# Start of SELECTED PASSAGE
Codeforces 344B Simple Molecules

Description

Mad scientist Mike is busy carrying out experiments in chemistry. Today he will attempt to join three atoms into one molecule.

A molecule consists of atoms, with some pairs of atoms connected by atomic bonds. Each atom has a valence number — the number of bonds the atom must form with other atoms. An atom can form one or multiple bonds with any other atom, but it cannot form a bond with itself. The number of bonds of an atom in the molecule must be equal to its valence number.

Mike knows valence numbers of the three atoms. Find a molecule that can be built from these atoms according to the stated rules, or determine that it is impossible.

Input

The single line of the input contains three space-separated integers a, b and c (1 ≤ a, b, c ≤ 10⁶) — the valence numbers of the given atoms.

Output

If such a molecule can be built, print three space-separated integers — the number of bonds between the 1-st and the 2-nd, the 2-nd and the 3-rd, the 3-rd and the 1-st atoms, correspondingly. If there are multiple solutions, output any of them. If there is no solution, print "Impossible" (without the quotes).
# End of SELECTED PASSAGE
> **TASKS**
• 1. Retype the section of the Simple Molecules problem statement that begins at the words "Description" and stops after "its valence number.".
• 2. Extend the Simple Molecules problem statement, picking up after its final sentence.
# Start of GIVEN ENTRIES
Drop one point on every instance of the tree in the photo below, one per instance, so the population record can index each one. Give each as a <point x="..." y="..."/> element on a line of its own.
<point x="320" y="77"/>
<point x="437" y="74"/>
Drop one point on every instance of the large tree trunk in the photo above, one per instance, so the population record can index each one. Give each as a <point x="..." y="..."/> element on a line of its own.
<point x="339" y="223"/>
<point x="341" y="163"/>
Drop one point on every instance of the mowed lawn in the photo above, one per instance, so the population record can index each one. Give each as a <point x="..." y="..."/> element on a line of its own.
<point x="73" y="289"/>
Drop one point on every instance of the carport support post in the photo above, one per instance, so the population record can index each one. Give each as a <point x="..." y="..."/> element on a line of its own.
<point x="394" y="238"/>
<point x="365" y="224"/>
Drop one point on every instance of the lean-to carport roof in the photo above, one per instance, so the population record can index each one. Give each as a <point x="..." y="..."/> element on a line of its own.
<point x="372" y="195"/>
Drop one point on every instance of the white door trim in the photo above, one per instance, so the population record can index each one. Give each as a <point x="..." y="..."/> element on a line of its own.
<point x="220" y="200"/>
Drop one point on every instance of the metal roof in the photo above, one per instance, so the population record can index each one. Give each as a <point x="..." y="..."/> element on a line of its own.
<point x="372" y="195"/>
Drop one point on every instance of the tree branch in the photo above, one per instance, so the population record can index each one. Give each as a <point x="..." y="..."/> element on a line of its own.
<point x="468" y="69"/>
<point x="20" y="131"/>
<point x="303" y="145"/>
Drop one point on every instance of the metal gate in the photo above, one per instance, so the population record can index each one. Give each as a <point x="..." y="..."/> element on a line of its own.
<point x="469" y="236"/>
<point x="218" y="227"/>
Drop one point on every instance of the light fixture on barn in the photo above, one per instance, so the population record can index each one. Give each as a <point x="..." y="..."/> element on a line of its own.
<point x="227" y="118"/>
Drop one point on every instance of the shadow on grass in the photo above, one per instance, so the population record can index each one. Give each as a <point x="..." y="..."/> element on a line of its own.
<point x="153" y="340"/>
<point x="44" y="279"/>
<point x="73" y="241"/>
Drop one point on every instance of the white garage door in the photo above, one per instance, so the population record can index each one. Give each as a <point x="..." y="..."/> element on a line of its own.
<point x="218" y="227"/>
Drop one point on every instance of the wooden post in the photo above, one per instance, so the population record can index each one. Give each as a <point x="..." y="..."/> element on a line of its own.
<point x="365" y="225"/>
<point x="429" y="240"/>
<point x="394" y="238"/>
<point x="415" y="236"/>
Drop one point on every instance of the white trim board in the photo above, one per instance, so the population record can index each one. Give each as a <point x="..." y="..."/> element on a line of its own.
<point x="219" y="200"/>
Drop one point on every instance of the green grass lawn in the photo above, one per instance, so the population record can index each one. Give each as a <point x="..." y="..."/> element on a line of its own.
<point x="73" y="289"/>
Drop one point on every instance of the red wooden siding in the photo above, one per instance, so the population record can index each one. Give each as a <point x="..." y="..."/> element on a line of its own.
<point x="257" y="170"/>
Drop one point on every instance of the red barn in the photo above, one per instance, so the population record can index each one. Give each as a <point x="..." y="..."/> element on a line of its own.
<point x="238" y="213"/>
# End of GIVEN ENTRIES
> **RESULTS FOR EACH TASK**
• 1.
Description

Mad scientist Mike is busy carrying out experiments in chemistry. Today he will attempt to join three atoms into one molecule.

A molecule consists of atoms, with some pairs of atoms connected by atomic bonds. Each atom has a valence number — the number of bonds the atom must form with other atoms. An atom can form one or multiple bonds with any other atom, but it cannot form a bond with itself. The number of bonds of an atom in the molecule must be equal to its valence number.

• 2.
Sample Input

Input

1 1 2

Output

0 1 1

Input

3 4 5

Output

1 3 2

Input

4 1 1

Output

Impossible

题意：这道题告诉你3个节点的度数，也就是相邻两点的边的数目，例如：我们定义这三个顶点分别是a,b,c，设第一个点和第二个点之间的边的数目为x,第二个点与第三个点之间的边的数目为y,第三个点与第四个
点之间的边的数目为z,那么a = x + z, b = x + y, c = y + z;而且根据握手定理： 顶点度数之和为变得2倍，所以顶点度数和为偶数，而且两点见得边数不小于0.  有个疑点是为什么x = a +b - c?

/*************************************************************************
    > File Name: cf.cpp
    > Author: PrayG
    > Mail: 
    > Created Time: 2016年07月10日 星期日 12时57分34秒
 ************************************************************************/

#include<iostream>
#include<cstdio>
#include<bits/stdc++.h>
#include<string>
using namespace std;
const int maxn = 200005;
int main()
{
    int a,b,c;
    cin >> a >> b >> c;
    int x ,y,z;
    int sum;
    sum = a+ b + c;
    x = a + b - c;
    y = b + c - a;
    z = a + c - b;
    if(x < 0 || y < 0 || z < 0|| sum%2)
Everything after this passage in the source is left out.